> _Written instruction 1_: Please reproduce the passage of the sea stack account starting at "The object of" and ending at "on our way.", keeping every word unchanged.

> _Page extract_:
The Daddy Stack
Submitted by: Iain Miller
It was in the midst of a monsoon 7am on a Sunday morning that the troops gathered on the pier at Burtonport. Noble Brothers Alan Tees and Peter's Cooper and McConnel sat in the gloom as the vertical rods from the black sky rained down. There was hope, the forecast was good. Cha Cha.. :-)
The object of our desires was the summit of the 150meter unclimbed seastack, Tormore Island, approx 20 NM south of our rain lashed pier. Two of the party had made several attempts at taming this beast previously, so by default the approach of choice today was to be by RIB. Our noble stead was being Captained by Paul Bathgate, a veteran of nautical misadventures along the donegal coastline. Our noble stead it's self was a 76 mph monster of a RIB and we were on our way.
Now I'm not sure if my fellow cohorts knew what to expect when I mentioned using this type of vessel for an attempt, but apon setting sail and Captian Bathgate opening the throttle a tad, the white knuckles and blank expressions from the troops spoke volumes. Exshellent Mish Moneypenny, We were having mucho fun and we were only 30 seconds in to the adventure.

> _Supplied material_:
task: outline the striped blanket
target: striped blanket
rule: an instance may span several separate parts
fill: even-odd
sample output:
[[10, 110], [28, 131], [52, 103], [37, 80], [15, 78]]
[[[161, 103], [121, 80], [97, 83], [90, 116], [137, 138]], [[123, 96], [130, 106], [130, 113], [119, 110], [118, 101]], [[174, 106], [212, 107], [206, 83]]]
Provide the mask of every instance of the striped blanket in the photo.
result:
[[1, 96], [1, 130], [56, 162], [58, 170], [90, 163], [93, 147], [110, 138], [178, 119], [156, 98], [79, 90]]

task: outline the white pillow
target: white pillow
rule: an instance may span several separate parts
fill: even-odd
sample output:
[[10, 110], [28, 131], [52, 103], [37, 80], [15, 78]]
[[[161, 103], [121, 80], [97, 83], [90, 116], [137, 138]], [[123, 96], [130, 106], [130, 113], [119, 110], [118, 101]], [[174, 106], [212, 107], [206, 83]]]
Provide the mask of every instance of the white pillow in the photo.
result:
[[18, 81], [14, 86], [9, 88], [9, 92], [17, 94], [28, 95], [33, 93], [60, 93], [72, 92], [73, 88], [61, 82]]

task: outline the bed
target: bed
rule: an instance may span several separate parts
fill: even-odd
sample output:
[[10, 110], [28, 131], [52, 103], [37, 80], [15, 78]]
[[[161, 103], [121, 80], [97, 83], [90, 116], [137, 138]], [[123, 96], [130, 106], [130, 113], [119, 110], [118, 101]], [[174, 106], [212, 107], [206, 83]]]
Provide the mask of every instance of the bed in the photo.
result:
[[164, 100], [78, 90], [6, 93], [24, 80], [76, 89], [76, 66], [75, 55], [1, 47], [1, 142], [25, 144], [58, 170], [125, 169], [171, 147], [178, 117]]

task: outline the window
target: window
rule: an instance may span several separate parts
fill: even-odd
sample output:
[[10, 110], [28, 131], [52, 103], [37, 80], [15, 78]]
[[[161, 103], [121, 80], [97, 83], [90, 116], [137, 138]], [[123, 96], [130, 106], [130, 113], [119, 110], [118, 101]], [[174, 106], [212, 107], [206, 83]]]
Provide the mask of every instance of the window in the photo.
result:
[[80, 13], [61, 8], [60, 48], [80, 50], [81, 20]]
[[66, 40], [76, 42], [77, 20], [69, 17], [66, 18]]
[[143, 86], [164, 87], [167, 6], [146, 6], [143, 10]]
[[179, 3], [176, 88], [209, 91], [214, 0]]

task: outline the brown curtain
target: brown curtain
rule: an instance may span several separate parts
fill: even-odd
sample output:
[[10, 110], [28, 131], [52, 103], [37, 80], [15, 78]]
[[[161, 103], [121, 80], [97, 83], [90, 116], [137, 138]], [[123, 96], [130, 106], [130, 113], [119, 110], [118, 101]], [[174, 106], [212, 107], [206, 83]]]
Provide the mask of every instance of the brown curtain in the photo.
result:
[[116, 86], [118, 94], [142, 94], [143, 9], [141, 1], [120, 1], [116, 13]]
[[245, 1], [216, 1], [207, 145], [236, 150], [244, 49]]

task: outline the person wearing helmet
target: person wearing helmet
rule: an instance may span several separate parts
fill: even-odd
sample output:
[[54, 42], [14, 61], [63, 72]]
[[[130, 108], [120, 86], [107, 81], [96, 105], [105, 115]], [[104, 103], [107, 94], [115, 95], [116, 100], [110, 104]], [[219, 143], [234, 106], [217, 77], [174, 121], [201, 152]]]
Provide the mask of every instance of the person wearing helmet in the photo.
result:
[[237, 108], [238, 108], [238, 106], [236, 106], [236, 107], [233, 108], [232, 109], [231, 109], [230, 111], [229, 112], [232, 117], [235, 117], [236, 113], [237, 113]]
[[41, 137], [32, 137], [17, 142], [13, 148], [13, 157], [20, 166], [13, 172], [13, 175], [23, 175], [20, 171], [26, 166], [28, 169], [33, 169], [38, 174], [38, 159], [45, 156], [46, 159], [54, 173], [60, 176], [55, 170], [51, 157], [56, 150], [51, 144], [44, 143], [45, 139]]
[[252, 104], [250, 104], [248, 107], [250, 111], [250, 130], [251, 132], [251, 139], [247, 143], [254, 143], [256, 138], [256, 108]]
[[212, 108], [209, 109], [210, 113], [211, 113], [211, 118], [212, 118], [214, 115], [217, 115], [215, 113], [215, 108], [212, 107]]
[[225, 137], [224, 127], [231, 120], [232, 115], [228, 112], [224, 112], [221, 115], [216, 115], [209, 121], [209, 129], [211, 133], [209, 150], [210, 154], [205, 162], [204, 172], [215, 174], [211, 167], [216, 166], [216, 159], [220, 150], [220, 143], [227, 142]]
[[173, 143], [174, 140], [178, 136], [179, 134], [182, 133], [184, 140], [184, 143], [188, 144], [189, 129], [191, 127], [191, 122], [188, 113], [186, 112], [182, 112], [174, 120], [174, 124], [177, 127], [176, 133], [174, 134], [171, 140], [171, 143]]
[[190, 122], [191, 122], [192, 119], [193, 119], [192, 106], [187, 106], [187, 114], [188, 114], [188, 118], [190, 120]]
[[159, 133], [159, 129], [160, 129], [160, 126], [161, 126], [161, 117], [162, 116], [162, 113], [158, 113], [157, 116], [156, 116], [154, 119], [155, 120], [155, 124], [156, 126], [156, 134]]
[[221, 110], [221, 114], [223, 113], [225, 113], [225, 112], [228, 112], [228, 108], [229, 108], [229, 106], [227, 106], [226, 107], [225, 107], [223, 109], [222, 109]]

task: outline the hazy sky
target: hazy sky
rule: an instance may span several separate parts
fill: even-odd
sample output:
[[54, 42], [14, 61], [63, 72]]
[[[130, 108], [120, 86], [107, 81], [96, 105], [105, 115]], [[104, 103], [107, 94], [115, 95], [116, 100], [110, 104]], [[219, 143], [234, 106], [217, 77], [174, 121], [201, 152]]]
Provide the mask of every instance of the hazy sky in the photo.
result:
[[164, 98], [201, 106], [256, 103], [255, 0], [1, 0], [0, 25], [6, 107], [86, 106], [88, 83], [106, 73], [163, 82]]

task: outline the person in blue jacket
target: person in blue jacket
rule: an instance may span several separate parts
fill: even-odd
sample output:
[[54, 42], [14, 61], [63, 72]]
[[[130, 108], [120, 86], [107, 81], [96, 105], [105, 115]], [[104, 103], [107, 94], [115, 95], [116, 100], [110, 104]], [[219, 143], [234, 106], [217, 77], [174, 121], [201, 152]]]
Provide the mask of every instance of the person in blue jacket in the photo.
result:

> _Written instruction 2_: Return each line of the entries above that contains the word "wearing".

> _Expected output 1_:
The object of our desires was the summit of the 150meter unclimbed seastack, Tormore Island, approx 20 NM south of our rain lashed pier. Two of the party had made several attempts at taming this beast previously, so by default the approach of choice today was to be by RIB. Our noble stead was being Captained by Paul Bathgate, a veteran of nautical misadventures along the donegal coastline. Our noble stead it's self was a 76 mph monster of a RIB and we were on our way.

> _Expected output 2_:
task: outline the person wearing helmet
target: person wearing helmet
Provide the mask of every instance of the person wearing helmet in the photo.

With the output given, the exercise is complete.